**Texte de lecture**
________________________

A la télévision, sur RFO, le sociologue guadeloupéen
Jacky Dahomey dénonce, au nom de l'association Guadeloupe-Haïti,
les conditions de ces rapatriements.
25 septembre : Le Dr Franck Bardinet dénonce, à son tour, cette opération sur les ondes de RFO radio.
28 septembre : La Croix titre « Saint-Martin : les étrangers poussés au départ ».
29 septembre : le Monde titre « Des milliers d'étrangers sont menacés d'expulsion à Saint-Martin ».
1er octobre : à l'église de Marigot, le père Chérubin Céleste, qui fait fonction d'aumonier des étrangers en Guadeloupe, souligne, dans un sermon destiné à corriger le fatalisme de celui du père Charles, curé du lieu, que les Saint-Martinois ne paraissent pas mettre en pratique le devoir de charité à l'égard des étrangers. Le sous-préfet, présent à l'office, demande la parole et rappelle publiquement au père Céleste le devoir de discrétion prôné par Marc-Aurèle.
2 octobre : le père Céleste tient conférence de presse en qualité de président du Comité de soutien des immigrés caribéens en Guadeloupe. Il y dénonce la politique des autorités saint-martinoises à l'encontre des étrangers. « Pour mieux les exploiter, on ne les a pas déclarés, souligne-t-il. Ainsi, on les a maintenus dans une situation irrégulière, sans protestation de la préfecture. Et, aujourd'hui, M. Dieffenbacher, préfet de la France, les expulse parce qu'ils sont "illégaux"... Il profite du passage du cyclone Luis, qui a détruit tout ce qu'ils avaient, pour les refouler. Et il ose parler d'aide au retour ».

________________________

Éléments issus d'une source de données:
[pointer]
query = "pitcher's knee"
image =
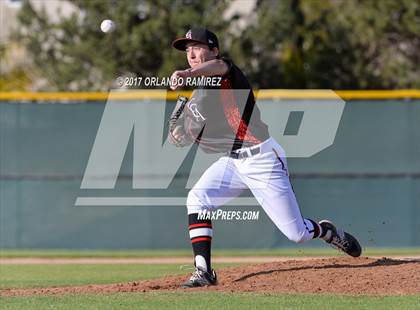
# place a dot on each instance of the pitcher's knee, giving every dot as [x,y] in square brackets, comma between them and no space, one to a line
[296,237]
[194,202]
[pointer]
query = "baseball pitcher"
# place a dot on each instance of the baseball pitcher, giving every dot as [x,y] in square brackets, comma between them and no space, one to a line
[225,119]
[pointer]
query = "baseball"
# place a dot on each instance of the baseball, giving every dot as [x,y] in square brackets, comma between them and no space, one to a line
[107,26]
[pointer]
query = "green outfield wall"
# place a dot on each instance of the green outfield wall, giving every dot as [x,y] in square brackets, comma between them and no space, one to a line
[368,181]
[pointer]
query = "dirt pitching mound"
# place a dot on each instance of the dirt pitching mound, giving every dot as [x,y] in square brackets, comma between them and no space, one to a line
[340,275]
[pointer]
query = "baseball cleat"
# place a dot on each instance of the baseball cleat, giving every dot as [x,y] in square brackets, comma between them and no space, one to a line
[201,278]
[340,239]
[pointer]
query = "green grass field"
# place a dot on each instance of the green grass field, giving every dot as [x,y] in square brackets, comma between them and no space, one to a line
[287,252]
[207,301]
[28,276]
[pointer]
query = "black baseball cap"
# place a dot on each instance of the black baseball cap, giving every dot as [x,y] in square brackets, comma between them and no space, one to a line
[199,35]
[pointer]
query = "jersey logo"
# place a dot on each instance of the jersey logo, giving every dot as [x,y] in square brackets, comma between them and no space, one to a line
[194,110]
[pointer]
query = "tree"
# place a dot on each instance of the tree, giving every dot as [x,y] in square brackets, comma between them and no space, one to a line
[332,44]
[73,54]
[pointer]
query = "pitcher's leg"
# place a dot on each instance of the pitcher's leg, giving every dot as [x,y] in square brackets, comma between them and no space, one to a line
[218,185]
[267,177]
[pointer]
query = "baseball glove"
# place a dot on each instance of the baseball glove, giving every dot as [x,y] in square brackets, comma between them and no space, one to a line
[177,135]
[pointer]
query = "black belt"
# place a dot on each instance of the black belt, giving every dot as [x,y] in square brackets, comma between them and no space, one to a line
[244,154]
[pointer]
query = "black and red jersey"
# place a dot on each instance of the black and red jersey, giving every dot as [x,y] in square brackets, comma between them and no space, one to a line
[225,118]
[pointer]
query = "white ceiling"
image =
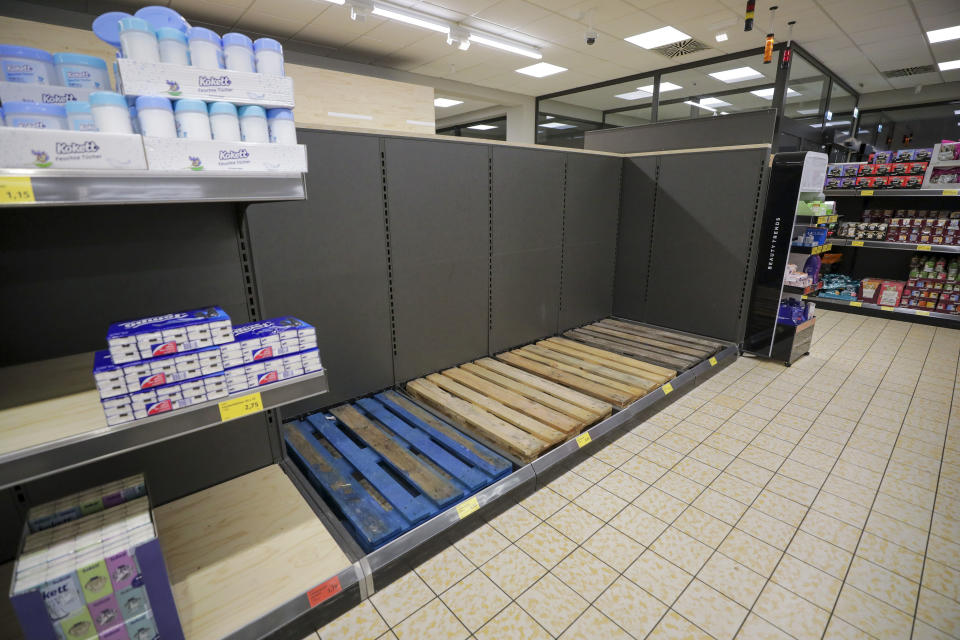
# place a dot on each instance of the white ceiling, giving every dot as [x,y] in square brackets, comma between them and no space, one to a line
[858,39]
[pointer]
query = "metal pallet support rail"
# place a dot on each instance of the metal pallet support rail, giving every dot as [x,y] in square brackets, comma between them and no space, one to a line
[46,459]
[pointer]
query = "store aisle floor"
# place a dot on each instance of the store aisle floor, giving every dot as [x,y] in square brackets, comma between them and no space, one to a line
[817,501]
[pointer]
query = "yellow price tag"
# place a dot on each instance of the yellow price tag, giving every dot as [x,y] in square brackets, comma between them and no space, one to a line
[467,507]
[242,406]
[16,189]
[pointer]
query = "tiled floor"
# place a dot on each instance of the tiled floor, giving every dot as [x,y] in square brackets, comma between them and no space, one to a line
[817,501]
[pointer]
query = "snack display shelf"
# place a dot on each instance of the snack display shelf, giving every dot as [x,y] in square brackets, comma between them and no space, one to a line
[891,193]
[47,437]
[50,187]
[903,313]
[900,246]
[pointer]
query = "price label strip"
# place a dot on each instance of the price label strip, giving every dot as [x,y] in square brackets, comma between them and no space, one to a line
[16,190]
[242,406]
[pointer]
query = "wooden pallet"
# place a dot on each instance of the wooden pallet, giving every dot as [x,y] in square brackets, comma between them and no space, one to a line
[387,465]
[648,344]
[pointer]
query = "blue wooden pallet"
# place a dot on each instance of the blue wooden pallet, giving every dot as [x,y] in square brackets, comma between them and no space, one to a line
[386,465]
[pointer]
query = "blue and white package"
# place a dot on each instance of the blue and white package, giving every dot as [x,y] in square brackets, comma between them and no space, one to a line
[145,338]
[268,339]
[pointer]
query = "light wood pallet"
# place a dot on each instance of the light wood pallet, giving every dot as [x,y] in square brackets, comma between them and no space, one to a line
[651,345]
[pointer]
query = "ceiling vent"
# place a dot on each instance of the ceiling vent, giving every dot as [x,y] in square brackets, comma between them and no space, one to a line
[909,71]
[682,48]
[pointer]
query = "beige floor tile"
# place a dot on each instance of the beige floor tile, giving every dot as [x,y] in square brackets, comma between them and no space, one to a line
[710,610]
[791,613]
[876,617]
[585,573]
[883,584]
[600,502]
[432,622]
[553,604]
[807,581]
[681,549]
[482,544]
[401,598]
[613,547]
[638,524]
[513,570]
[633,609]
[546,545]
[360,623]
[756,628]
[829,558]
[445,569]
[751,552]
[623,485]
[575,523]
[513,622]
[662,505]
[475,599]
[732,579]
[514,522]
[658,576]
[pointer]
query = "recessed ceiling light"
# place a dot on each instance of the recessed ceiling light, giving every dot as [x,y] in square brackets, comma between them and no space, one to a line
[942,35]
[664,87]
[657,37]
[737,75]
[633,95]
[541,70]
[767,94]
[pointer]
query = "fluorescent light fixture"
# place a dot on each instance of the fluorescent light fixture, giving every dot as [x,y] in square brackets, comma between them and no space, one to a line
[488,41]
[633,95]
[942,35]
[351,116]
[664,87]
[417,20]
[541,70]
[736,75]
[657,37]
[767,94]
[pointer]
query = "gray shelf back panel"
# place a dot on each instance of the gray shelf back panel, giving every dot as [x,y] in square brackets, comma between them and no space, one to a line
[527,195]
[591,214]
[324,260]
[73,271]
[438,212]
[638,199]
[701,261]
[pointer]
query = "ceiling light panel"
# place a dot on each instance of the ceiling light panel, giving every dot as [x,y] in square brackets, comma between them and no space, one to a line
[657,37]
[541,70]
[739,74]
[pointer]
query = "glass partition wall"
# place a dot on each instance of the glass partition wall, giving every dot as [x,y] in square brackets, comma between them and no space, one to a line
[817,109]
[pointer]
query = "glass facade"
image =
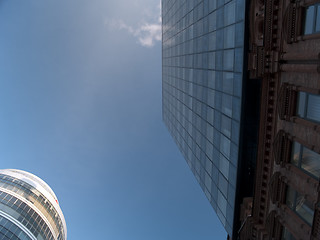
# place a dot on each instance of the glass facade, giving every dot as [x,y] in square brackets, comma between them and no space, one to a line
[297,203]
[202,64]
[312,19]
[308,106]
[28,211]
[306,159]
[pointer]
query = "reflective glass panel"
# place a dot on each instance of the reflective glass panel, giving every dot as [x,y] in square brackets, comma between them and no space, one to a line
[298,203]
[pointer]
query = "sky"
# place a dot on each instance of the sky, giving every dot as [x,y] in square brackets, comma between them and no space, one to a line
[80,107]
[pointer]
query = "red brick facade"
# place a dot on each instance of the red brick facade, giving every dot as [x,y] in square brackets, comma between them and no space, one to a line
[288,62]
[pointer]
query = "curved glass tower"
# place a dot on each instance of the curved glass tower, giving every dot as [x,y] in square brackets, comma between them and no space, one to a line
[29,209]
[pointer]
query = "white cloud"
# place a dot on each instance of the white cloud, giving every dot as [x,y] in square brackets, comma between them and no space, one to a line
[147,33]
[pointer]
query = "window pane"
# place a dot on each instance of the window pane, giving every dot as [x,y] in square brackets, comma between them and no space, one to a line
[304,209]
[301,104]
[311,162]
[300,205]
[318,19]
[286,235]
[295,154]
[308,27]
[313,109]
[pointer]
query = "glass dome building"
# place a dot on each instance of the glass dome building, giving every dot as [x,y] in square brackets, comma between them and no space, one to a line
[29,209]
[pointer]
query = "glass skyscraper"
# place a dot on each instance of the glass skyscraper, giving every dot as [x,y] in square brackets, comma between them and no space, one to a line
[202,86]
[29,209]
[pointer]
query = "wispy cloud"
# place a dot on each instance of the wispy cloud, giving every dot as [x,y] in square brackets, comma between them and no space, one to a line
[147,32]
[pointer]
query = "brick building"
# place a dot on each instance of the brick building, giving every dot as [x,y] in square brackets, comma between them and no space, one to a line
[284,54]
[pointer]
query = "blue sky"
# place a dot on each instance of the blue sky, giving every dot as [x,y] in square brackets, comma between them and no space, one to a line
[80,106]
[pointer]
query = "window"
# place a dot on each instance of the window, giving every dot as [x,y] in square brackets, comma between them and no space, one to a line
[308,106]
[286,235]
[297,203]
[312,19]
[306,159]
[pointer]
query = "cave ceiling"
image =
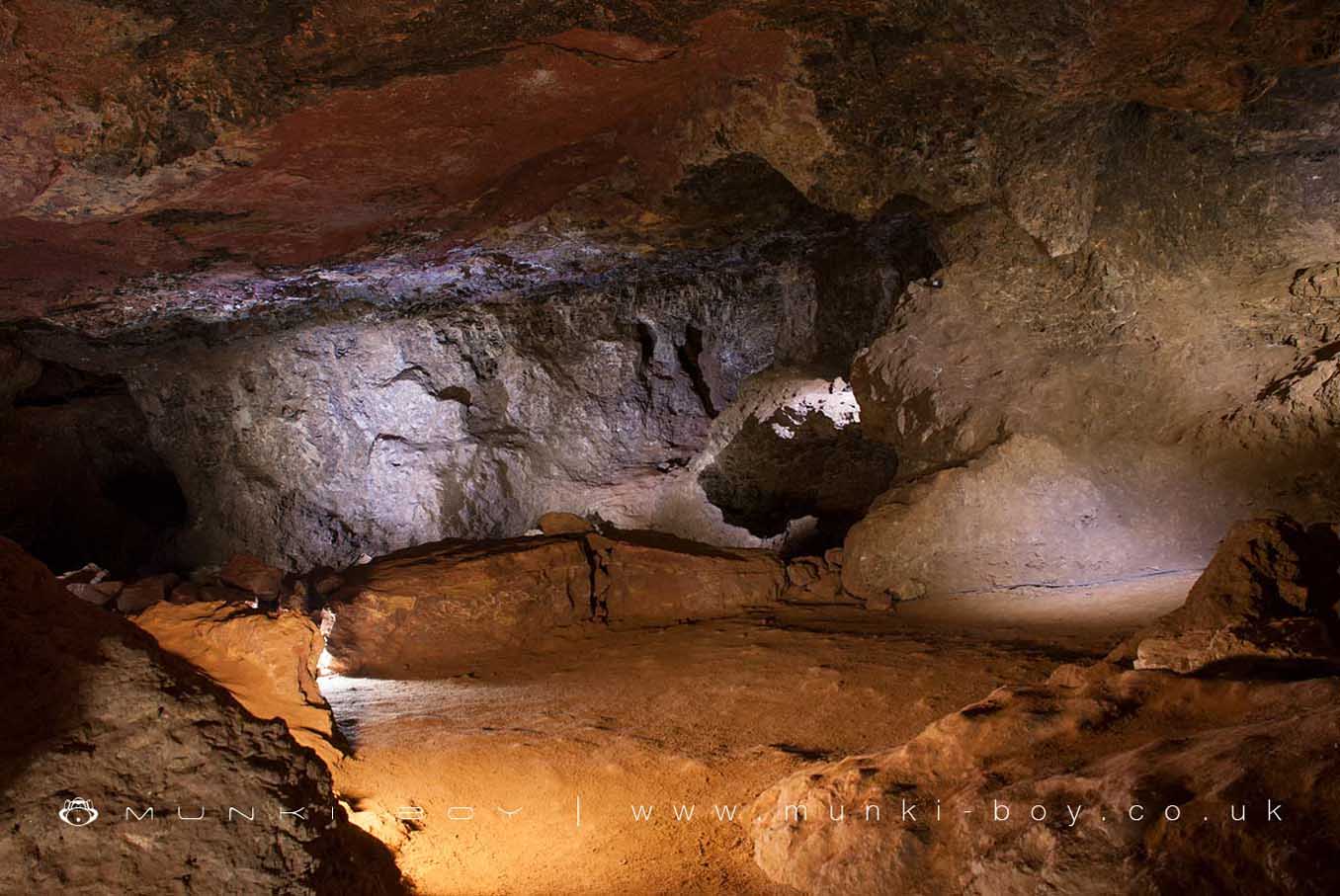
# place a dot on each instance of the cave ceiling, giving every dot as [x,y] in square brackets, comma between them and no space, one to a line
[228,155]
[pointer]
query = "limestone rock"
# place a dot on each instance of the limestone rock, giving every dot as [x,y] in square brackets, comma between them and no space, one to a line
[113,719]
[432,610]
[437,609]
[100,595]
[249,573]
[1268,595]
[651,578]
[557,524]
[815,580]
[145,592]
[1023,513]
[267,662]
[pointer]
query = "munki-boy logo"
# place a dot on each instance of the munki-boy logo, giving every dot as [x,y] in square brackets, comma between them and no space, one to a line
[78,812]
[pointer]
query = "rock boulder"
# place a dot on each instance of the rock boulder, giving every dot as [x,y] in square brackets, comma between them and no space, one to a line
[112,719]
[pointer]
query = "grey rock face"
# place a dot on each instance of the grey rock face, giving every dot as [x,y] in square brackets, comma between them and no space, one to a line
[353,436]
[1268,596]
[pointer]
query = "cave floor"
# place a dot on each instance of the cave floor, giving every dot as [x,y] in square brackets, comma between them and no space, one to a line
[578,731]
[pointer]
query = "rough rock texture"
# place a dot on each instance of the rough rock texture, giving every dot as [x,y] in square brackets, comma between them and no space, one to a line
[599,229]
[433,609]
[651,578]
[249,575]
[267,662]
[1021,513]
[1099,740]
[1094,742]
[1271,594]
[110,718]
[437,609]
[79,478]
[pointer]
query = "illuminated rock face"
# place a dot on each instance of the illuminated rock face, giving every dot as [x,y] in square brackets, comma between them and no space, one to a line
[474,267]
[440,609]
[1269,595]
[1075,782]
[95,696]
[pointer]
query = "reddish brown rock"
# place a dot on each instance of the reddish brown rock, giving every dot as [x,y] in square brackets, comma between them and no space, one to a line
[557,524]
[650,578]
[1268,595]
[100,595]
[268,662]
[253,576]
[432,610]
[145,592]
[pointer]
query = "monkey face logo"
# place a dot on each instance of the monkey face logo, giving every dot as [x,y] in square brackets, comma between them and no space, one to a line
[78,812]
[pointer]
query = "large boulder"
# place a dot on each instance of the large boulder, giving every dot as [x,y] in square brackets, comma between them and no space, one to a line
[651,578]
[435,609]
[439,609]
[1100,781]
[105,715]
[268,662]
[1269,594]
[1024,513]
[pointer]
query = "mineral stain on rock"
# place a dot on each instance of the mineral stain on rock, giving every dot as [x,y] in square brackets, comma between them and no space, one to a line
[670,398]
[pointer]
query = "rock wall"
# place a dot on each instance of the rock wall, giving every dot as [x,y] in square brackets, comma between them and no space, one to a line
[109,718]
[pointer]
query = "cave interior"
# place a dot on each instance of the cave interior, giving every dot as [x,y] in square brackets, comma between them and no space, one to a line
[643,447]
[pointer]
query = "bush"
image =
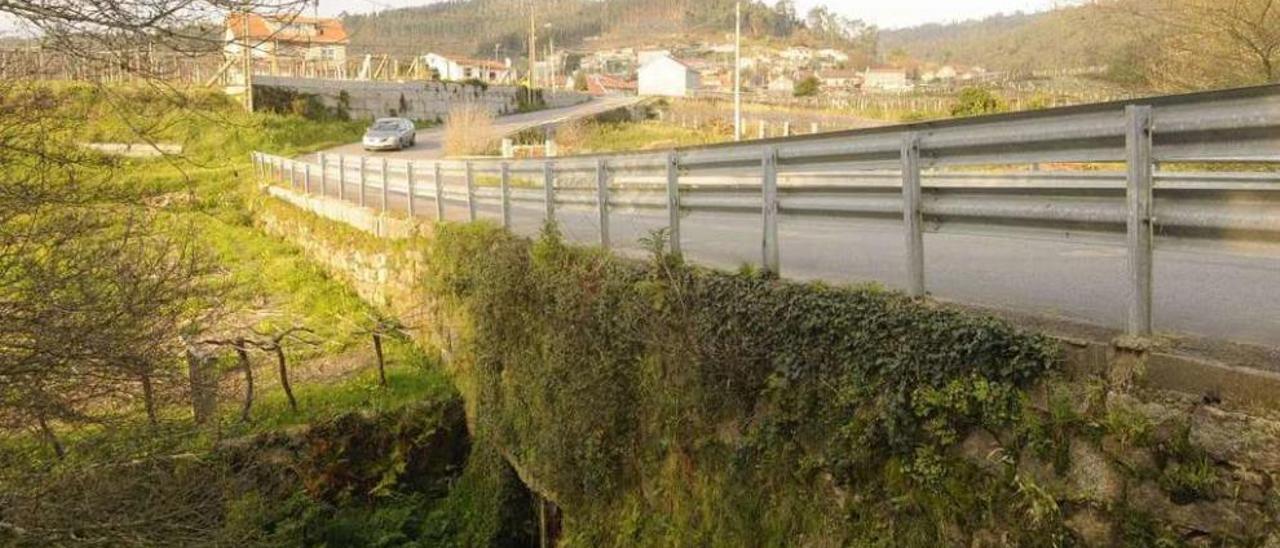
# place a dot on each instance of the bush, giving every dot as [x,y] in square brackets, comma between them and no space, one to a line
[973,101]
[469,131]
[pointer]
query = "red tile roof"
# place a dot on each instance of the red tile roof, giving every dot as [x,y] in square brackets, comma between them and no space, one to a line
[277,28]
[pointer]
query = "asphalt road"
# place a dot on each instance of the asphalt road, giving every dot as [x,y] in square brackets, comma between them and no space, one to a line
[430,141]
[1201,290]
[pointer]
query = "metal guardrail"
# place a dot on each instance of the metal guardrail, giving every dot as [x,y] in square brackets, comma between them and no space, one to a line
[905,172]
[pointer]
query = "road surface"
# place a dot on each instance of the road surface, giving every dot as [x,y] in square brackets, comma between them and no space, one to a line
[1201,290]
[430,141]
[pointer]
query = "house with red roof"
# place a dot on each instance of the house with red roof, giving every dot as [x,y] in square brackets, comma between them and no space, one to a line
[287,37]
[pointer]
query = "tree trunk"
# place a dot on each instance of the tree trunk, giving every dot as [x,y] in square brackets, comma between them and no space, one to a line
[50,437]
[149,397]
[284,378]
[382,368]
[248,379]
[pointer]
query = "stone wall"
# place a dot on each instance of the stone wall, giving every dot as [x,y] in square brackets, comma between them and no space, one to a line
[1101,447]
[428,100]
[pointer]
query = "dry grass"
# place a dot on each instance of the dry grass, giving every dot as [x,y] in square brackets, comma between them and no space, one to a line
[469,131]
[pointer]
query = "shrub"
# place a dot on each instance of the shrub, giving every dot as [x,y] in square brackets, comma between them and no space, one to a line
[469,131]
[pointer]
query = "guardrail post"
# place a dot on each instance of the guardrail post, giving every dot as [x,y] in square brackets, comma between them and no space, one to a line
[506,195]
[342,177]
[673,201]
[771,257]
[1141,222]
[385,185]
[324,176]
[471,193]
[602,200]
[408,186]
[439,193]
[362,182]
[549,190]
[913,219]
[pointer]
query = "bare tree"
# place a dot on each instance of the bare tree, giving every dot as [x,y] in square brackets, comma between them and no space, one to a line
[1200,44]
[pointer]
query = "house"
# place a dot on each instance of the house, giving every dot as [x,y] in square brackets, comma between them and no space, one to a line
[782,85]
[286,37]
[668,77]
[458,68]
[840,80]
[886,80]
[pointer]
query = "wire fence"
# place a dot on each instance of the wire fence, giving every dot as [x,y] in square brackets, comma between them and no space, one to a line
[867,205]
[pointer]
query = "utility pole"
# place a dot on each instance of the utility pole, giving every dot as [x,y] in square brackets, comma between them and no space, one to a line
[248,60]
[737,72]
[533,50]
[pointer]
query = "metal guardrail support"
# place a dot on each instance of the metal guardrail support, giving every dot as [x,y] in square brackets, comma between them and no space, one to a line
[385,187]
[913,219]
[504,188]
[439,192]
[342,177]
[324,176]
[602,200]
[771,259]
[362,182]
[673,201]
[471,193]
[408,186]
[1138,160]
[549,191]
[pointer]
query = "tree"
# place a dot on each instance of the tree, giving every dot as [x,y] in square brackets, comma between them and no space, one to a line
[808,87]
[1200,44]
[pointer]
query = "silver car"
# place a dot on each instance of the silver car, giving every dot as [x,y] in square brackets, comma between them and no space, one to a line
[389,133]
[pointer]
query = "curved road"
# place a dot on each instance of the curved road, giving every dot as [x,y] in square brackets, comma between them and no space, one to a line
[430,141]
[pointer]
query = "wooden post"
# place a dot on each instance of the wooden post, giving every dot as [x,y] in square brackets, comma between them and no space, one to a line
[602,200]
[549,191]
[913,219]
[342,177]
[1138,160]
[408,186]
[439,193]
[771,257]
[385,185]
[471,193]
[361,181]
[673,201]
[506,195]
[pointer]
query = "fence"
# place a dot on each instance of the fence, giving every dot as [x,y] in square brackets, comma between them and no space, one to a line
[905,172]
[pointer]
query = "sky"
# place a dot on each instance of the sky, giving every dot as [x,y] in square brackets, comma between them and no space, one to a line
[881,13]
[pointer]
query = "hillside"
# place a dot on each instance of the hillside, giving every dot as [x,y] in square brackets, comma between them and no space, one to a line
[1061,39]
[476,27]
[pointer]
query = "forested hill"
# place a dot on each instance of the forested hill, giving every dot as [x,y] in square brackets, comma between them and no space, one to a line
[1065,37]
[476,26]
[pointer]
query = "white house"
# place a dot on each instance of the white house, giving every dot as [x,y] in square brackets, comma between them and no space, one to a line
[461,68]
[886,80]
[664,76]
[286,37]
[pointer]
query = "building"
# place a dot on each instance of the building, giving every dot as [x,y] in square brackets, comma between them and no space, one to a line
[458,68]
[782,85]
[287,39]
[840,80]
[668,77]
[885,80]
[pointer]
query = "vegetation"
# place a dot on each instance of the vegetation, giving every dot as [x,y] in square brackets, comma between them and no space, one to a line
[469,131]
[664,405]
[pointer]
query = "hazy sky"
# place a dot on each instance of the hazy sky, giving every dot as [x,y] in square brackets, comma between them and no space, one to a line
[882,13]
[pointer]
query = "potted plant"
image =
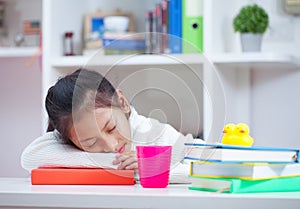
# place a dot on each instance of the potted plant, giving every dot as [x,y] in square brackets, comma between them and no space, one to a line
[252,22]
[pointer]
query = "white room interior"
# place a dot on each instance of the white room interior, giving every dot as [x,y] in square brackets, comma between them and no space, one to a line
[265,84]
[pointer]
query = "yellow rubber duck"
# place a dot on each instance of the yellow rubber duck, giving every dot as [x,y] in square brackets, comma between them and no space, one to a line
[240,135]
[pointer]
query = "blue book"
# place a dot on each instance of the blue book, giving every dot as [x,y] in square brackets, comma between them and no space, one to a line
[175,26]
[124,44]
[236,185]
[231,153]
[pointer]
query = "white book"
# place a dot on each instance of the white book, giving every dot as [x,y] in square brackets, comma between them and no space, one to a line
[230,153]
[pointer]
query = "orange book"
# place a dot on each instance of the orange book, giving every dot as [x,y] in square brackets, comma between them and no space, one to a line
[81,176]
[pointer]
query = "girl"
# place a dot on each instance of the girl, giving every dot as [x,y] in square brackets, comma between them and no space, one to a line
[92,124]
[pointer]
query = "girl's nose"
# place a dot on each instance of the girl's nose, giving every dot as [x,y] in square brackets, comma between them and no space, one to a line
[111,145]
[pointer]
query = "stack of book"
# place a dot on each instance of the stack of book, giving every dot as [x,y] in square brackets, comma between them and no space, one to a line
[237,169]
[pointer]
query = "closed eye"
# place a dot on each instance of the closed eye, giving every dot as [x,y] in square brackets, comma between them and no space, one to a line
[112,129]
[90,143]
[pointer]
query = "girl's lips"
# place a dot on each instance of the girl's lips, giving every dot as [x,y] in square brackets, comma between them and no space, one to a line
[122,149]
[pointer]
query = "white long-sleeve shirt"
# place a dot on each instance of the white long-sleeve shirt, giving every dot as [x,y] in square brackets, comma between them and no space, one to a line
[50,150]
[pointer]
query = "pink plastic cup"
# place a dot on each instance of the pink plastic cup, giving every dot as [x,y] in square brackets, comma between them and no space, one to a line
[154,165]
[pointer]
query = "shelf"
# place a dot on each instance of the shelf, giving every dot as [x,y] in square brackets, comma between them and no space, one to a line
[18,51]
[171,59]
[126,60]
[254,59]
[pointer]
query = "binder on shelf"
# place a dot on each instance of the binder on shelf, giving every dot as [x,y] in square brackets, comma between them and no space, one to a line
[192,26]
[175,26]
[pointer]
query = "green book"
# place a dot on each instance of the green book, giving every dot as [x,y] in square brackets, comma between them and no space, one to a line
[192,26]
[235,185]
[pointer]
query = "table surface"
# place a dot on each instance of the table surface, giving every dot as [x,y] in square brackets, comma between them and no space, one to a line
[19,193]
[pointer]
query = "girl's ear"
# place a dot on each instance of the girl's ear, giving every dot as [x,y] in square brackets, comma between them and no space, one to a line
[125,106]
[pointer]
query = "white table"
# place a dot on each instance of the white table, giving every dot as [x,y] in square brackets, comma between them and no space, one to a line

________________________

**Objectif**
Recopiez mot pour mot le passage du texte sur les expulsions d'étrangers à Saint-Martin qui va de « A la télévision, sur » jusqu'à « de ces rapatriements. » inclus.

**Réponse finale**
A la télévision, sur RFO, le sociologue guadeloupéen
Jacky Dahomey dénonce, au nom de l'association Guadeloupe-Haïti,
les conditions de ces rapatriements.